_TEXT_
########

Okay, so hydrocarbons burn in air (n.b. there is also lots of nitrogen in air and that produces problematic by-products as well) and that means carbon monoxide, carbon dioxide, water, and hydrogen are produced, along with a substantial amount of particulate matter (e.g. particulate carbon and other solid carbon by-products), which ends up in our shared atmosphere (n.b. there is no “U.S.A. atmosphere” or “China atmosphere,” there is one planetary atmosphere). The most common liquid fuel currently consumed is octane but that is not consumed as pure octane, so there are other hydrocarbons and “stuff” consumed at the same time… in air… which produces problematic by-products.
Here’s a chart of how much world liquid fuel has been consumed and is projected for consumption PER DAY over the listed time period:
Yes, the chart does indicate that we consume between 94 and 96 million barrels of liquid fuel per day. One barrel of liquid fuel is equivalent to 0.1172 metric tons and a metric ton is 2,200 pounds (for the non-metricized readers). One barrel is 257.4 pounds of liquid fuel. If we are consuming (let’s be modest) 94 million barrels of liquid fuel per day (and let’s be factual) there are 365 days in a year, we are consuming 8,846,490,400,000 pounds of fuel per year. If we were to pretend that all of this were octane (which it isn’t) and all of that octane followed the simplest hydrocarbon-to-carbon dioxide equation provided above (which it doesn’t), we say that every two units of octane produces sixteen units of carbon dioxide. These don’t have the same mass, of course.

########

_DATASET EXTRACT_
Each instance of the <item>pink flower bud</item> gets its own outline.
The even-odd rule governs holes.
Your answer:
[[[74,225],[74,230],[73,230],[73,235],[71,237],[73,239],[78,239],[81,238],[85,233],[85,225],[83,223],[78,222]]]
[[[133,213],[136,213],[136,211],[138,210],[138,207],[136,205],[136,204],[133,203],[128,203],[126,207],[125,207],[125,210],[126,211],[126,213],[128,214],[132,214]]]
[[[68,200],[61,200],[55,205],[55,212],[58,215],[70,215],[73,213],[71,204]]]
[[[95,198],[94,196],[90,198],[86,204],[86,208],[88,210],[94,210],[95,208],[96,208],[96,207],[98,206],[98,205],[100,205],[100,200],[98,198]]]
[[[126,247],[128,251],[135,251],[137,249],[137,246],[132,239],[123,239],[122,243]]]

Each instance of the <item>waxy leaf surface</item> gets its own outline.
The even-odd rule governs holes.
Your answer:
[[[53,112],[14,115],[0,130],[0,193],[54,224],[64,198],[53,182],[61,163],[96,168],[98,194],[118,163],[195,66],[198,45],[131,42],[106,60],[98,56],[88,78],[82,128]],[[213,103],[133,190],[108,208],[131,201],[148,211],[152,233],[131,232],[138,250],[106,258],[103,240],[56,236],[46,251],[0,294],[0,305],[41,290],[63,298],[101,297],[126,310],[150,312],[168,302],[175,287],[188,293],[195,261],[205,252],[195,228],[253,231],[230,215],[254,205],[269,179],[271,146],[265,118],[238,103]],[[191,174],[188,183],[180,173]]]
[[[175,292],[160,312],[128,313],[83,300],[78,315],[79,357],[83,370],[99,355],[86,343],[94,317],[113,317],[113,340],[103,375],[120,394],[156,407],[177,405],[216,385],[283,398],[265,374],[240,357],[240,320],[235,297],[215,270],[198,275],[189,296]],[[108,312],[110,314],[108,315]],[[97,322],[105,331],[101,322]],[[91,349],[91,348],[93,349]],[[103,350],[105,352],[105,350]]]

########

_ACTIVITY_
In the fuel text, what is the most common liquid fuel currently consumed? The items have no connection to the fuel text.

_RESPONSE_
Octane.